■ **MATERIAL PROVIDED**:

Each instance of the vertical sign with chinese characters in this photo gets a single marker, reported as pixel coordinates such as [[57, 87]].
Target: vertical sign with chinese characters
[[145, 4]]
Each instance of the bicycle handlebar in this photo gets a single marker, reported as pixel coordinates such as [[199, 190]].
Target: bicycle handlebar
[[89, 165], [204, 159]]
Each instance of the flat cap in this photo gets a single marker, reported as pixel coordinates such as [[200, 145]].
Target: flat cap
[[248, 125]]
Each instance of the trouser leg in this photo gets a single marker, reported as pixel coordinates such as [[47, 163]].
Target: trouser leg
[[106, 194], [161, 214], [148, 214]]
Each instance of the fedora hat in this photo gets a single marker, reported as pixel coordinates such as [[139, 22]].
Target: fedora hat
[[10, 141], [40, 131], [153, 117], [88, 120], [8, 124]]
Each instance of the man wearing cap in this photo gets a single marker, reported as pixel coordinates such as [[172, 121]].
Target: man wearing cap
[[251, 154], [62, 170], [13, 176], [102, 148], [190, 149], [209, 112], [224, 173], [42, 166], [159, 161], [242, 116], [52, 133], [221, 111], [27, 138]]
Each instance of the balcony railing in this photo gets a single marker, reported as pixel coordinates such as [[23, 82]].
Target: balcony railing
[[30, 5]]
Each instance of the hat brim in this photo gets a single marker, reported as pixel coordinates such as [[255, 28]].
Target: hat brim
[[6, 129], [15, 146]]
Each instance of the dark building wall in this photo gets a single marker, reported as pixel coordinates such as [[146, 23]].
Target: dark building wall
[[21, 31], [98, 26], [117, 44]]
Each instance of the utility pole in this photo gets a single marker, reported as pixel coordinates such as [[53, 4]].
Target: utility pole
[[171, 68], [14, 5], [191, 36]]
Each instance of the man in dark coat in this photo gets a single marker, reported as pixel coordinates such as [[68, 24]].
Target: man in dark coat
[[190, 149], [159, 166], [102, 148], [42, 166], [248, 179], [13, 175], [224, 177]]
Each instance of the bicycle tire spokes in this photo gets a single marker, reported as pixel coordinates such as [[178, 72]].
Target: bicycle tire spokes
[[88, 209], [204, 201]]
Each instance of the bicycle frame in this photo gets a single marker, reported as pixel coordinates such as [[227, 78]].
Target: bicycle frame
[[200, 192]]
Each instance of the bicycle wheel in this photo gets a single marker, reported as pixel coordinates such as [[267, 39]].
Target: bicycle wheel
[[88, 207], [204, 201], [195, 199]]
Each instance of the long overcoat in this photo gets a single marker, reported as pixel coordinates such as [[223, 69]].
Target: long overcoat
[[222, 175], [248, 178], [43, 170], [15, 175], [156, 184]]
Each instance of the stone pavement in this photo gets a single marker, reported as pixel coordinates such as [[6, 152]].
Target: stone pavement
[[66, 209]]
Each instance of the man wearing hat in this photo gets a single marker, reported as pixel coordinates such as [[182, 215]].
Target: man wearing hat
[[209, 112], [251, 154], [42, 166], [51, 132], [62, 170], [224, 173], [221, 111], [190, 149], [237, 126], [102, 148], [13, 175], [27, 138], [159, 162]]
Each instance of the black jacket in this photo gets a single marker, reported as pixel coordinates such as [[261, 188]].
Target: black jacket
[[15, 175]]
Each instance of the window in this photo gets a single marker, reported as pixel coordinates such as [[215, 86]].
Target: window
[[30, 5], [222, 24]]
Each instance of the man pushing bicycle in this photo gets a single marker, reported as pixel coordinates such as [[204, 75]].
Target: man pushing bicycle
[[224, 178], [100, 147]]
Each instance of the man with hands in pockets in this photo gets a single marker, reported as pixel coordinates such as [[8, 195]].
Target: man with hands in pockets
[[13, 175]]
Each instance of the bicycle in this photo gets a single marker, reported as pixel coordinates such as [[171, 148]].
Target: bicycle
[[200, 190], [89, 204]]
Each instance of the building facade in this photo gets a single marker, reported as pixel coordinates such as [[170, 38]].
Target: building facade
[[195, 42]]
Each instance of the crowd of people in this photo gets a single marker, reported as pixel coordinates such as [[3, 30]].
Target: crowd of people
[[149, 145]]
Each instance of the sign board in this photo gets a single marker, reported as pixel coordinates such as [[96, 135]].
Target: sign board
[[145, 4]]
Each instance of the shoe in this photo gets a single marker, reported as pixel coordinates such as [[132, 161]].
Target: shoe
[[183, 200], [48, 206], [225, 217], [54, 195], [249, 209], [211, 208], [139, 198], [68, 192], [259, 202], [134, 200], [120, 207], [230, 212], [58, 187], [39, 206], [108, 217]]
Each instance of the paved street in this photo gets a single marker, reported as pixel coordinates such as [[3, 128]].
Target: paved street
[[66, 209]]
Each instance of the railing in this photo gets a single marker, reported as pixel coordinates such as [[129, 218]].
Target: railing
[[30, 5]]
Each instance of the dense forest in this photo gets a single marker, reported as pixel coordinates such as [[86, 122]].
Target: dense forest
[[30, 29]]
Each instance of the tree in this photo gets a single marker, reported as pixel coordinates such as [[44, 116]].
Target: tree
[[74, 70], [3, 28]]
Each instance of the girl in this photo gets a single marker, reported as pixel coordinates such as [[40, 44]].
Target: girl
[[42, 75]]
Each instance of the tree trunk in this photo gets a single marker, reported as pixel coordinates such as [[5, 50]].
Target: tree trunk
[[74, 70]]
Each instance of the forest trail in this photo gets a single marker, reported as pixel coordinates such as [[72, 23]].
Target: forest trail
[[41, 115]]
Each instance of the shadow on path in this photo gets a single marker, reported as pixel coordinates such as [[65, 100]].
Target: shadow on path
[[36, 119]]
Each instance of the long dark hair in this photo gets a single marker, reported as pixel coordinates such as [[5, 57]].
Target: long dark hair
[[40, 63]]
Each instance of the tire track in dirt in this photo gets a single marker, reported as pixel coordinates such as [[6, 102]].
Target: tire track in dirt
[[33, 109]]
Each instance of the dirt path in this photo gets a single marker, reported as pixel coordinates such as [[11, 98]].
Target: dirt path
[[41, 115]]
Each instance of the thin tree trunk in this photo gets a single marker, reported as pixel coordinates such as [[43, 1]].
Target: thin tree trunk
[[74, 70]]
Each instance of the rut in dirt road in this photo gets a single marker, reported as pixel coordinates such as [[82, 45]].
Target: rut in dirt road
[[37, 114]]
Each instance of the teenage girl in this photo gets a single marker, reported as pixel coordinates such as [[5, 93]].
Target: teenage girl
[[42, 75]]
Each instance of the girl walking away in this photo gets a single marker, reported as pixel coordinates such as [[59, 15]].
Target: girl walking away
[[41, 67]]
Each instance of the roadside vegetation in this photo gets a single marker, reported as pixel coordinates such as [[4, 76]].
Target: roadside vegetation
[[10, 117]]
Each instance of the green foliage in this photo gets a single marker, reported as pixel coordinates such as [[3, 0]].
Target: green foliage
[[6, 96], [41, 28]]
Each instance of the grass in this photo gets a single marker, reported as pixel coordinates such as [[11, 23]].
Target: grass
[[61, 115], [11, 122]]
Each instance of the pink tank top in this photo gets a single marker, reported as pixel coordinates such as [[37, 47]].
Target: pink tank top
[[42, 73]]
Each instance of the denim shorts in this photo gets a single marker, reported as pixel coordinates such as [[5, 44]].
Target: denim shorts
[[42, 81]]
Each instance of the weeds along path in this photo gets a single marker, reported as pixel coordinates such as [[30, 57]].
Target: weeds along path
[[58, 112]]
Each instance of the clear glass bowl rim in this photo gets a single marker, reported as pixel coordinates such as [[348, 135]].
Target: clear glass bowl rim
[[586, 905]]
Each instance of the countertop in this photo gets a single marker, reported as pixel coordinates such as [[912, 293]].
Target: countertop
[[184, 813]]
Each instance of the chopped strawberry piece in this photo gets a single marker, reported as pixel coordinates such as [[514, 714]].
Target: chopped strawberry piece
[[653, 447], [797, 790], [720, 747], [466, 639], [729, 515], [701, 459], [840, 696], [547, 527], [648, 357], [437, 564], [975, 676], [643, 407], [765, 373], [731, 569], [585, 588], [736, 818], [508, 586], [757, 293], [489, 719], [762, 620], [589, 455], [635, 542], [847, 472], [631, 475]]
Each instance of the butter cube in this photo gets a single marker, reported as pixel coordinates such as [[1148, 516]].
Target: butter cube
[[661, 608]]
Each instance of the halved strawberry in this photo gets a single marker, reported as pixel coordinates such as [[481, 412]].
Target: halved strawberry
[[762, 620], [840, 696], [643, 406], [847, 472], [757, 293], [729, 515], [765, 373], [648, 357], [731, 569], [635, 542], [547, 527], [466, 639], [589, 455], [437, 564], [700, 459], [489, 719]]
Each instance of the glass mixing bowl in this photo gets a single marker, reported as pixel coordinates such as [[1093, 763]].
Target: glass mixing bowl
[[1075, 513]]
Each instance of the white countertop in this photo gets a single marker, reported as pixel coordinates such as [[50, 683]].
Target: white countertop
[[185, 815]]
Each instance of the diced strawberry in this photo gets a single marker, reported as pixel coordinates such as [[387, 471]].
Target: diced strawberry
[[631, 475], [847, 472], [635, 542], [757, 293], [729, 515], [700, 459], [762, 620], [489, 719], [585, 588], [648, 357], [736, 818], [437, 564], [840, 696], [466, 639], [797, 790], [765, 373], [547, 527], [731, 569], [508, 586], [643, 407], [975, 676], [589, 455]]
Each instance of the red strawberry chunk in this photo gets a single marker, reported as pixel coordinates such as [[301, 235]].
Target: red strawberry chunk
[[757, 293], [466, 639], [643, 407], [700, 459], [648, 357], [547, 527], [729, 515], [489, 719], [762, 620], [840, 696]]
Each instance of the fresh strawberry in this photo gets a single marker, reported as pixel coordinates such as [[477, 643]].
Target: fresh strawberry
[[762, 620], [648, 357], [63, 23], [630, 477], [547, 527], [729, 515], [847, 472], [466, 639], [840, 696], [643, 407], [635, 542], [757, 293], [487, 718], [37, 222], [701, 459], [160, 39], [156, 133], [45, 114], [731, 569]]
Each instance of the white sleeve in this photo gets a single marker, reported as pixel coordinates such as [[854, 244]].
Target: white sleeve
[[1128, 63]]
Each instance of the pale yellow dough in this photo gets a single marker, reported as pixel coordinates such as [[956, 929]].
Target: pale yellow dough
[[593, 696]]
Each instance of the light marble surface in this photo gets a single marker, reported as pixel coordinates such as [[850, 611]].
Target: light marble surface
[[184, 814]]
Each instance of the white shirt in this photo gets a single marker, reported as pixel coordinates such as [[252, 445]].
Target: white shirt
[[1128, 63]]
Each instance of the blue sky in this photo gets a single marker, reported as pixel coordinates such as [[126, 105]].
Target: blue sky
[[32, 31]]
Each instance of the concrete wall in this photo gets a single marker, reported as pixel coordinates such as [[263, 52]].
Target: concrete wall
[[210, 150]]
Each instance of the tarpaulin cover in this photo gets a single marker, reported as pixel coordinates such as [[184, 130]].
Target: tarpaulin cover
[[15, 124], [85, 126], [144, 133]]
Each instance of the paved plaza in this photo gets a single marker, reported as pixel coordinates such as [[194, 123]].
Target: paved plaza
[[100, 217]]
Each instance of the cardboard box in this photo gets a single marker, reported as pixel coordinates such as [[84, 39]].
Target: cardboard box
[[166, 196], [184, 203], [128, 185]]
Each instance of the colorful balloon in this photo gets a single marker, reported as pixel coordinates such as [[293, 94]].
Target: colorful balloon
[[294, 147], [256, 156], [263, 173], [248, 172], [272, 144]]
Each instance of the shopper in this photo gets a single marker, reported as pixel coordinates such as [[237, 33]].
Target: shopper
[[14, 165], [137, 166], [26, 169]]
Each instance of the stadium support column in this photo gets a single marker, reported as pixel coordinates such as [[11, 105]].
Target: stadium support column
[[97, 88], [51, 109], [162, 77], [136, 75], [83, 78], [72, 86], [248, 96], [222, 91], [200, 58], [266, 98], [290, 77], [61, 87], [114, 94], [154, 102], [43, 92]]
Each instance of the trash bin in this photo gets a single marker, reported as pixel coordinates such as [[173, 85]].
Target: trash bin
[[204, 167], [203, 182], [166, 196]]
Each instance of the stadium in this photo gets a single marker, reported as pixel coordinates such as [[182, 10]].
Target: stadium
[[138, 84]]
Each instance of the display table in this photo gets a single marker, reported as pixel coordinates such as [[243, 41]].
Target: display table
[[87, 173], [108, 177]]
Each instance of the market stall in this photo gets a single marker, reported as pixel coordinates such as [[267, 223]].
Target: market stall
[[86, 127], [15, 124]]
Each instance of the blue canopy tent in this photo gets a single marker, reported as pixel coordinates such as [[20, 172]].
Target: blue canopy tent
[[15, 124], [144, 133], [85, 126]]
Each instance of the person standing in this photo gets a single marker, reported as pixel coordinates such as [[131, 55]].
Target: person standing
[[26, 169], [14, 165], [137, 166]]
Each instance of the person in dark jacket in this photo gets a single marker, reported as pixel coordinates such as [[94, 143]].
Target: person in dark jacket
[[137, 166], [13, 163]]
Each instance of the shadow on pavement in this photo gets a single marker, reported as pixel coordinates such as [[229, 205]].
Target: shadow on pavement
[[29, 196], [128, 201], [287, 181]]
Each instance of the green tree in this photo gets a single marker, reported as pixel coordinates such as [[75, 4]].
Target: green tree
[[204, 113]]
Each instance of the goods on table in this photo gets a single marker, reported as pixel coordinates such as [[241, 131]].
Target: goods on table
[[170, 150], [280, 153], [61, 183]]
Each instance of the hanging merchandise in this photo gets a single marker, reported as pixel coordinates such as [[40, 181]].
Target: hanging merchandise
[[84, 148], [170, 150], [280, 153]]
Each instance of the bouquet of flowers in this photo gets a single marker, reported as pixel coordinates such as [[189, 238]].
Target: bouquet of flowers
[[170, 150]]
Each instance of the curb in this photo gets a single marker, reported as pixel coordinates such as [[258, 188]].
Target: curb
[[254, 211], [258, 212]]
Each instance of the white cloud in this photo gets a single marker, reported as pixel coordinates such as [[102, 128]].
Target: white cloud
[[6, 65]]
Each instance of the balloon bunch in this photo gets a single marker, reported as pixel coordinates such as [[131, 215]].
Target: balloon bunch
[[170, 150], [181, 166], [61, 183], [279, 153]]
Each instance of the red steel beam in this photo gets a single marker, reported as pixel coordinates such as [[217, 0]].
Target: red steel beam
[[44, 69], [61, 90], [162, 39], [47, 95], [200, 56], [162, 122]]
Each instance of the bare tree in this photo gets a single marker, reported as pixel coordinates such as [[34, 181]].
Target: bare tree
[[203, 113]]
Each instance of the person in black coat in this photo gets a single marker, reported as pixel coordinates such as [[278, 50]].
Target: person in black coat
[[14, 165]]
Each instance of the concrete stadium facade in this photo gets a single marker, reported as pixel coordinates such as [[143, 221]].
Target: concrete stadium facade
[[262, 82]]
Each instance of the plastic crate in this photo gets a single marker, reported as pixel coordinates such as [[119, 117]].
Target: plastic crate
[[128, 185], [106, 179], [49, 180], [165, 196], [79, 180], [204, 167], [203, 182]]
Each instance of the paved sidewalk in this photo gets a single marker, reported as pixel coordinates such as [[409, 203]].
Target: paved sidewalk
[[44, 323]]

■ **AIM**: Convert the listing, from the line containing "Each instance of the white cloud" through the end, into a Markdown table. Include both ends, skip blank lines, and use the columns No. and Line, numbering each row.

■ **FINISHED ANSWER**:
| No. | Line |
|---|---|
| 1 | Each instance of the white cloud in this photo gets a single marker, reported as pixel coordinates such as [[102, 128]]. |
| 2 | Target: white cloud |
| 3 | [[6, 65]] |
| 4 | Each instance of the balloon bunch in this photo gets a single marker, reported as pixel coordinates such as [[131, 215]]. |
| 5 | Target: balloon bunch |
| 6 | [[170, 150], [181, 166], [61, 183], [279, 153]] |
| 7 | Each instance of the red steel beam in this photo gets a single marker, reported as pixel coordinates such as [[217, 0]]. |
| 8 | Target: red steel beam |
| 9 | [[44, 69], [61, 90], [162, 39], [47, 95], [200, 56], [162, 122]] |
| 10 | Each instance of the bare tree in this photo gets a single marker, reported as pixel coordinates such as [[34, 181]]. |
| 11 | Target: bare tree |
| 12 | [[203, 113]] |
| 13 | Each instance of the person in black coat in this photo gets a single marker, reported as pixel coordinates such as [[278, 50]]. |
| 14 | Target: person in black coat |
| 15 | [[14, 165]] |
| 16 | Each instance of the concrete stadium facade in this photo gets a single marker, reported as pixel coordinates such as [[143, 221]]. |
| 17 | Target: concrete stadium facade |
| 18 | [[262, 82]] |
| 19 | Each instance of the plastic crate in this photo gets a single marker, reported as pixel coordinates such as [[119, 117]]. |
| 20 | Target: plastic crate |
| 21 | [[128, 185], [106, 179], [49, 180], [165, 196], [79, 180], [204, 167], [203, 182]] |
| 22 | Each instance of the paved sidewalk in this photo gets a single marker, reported as pixel coordinates such as [[409, 203]]. |
| 23 | Target: paved sidewalk |
| 24 | [[44, 323]] |